▸ 任务要求
请逐字抄录下方JDBC批量执行一文中从“public static void main(String[]”一直到“ements=true引數。”的全部文字。

━━ 原文节选

Java - tw511教學網

一、說明

在JDBC中，executeBatch這個方法可以將多條dml語句批次執行，效率比單條執行executeUpdate高很多，這是什麼原理呢？在mysql和oracle中又是如何實現批次執行的呢？本文將給大家介紹這背後的原理。

二、實驗介紹

本實驗將通過以下三步進行
a. 記錄jdbc在mysql中批次執行和單條執行的耗時
b. 記錄jdbc在oracle中批次執行和單條執行的耗時
c. 記錄oracle plsql批次執行和單條執行的耗時
相關java和資料庫版本如下：Java17，Mysql8，Oracle11G

三、正式實驗

在mysql和oracle中分別建立一張表

create table t (  -- mysql中建立表的語句
    id    int,
    name1 varchar(100),
    name2 varchar(100),
    name3 varchar(100),
    name4 varchar(100)
);

create table t (  -- oracle中建立表的語句
    id    number,
    name1 varchar2(100),
    name2 varchar2(100),
    name3 varchar2(100),
    name4 varchar2(100)
);

在實驗前需要開啟資料庫的審計
mysql開啟審計：

set global general_log = 1;

oracle開啟審計：

alter system set audit_trail=db, extended;  
audit insert table by scott;  -- 實驗採用scott使用者批次執行insert的方式

java程式碼如下：

import java.sql.*;

public class JdbcBatchTest {

    /**
     * @param dbType 資料庫型別，oracle或mysql
     * @param totalCnt 插入的總行數
     * @param batchCnt 每批次插入的行數，0表示單條插入
     */
    public static void exec(String dbType, int totalCnt, int batchCnt) throws SQLException, ClassNotFoundException {
        String user = "scott";
        String password = "xxxx";
        String driver;
        String url;
        if (dbType.equals("mysql")) {
            driver = "com.mysql.cj.jdbc.Driver";
            url = "jdbc:mysql://ip/hello?useServerPrepStmts=true&rewriteBatchedStatements=true";
        } else {
            driver = "oracle.jdbc.OracleDriver";
            url = "jdbc:oracle:thin:@ip:orcl";
        }

        long l1 = System.currentTimeMillis();
        Class.forName(driver);
        Connection connection = DriverManager.getConnection(url, user, password);
        connection.setAutoCommit(false);
        String sql = "insert into t values (?, ?, ?, ?, ?)";
        PreparedStatement preparedStatement = connection.prepareStatement(sql);
        for (int i = 1; i <= totalCnt; i++) {
            preparedStatement.setInt(1, i);
            preparedStatement.setString(2, "red" + i);
            preparedStatement.setString(3, "yel" + i);
            preparedStatement.setString(4, "bal" + i);
            preparedStatement.setString(5, "pin" + i);

            if (batchCnt > 0) {
                // 批次執行
                preparedStatement.addBatch();
                if (i % batchCnt == 0) {
                    preparedStatement.executeBatch();
                } else if (i == totalCnt) {
                    preparedStatement.executeBatch();
                }
            } else {
                // 單條執行
                preparedStatement.executeUpdate();
            }
        }
        connection.commit();
        connection.close();
        long l2 = System.currentTimeMillis();
        System.out.println("總條數：" + totalCnt + (batchCnt>0? ("，每批插入："+batchCnt) : "，單條插入") + "，一共耗時："+ (l2-l1) + " 毫秒");
    }

    public static void main(String[] args) throws SQLException, ClassNotFoundException {
        exec("mysql", 10000, 50);
    }
}

程式碼中幾個注意的點，

mysql的url需要加入useServerPrepStmts=true&rewriteBatchedStatements=true引數。

━━━━
━━ 数据块

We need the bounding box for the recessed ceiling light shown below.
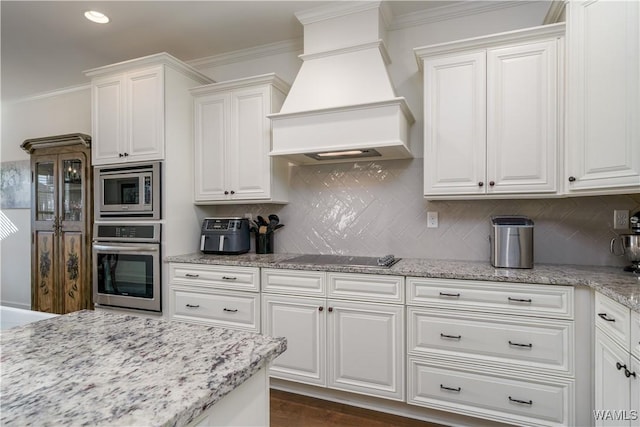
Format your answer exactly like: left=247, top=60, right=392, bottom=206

━━━━

▸ 答案
public static void main(String[] args) throws SQLException, ClassNotFoundException {
        exec("mysql", 10000, 50);
    }
}

程式碼中幾個注意的點，

mysql的url需要加入useServerPrepStmts=true&rewriteBatchedStatements=true引數。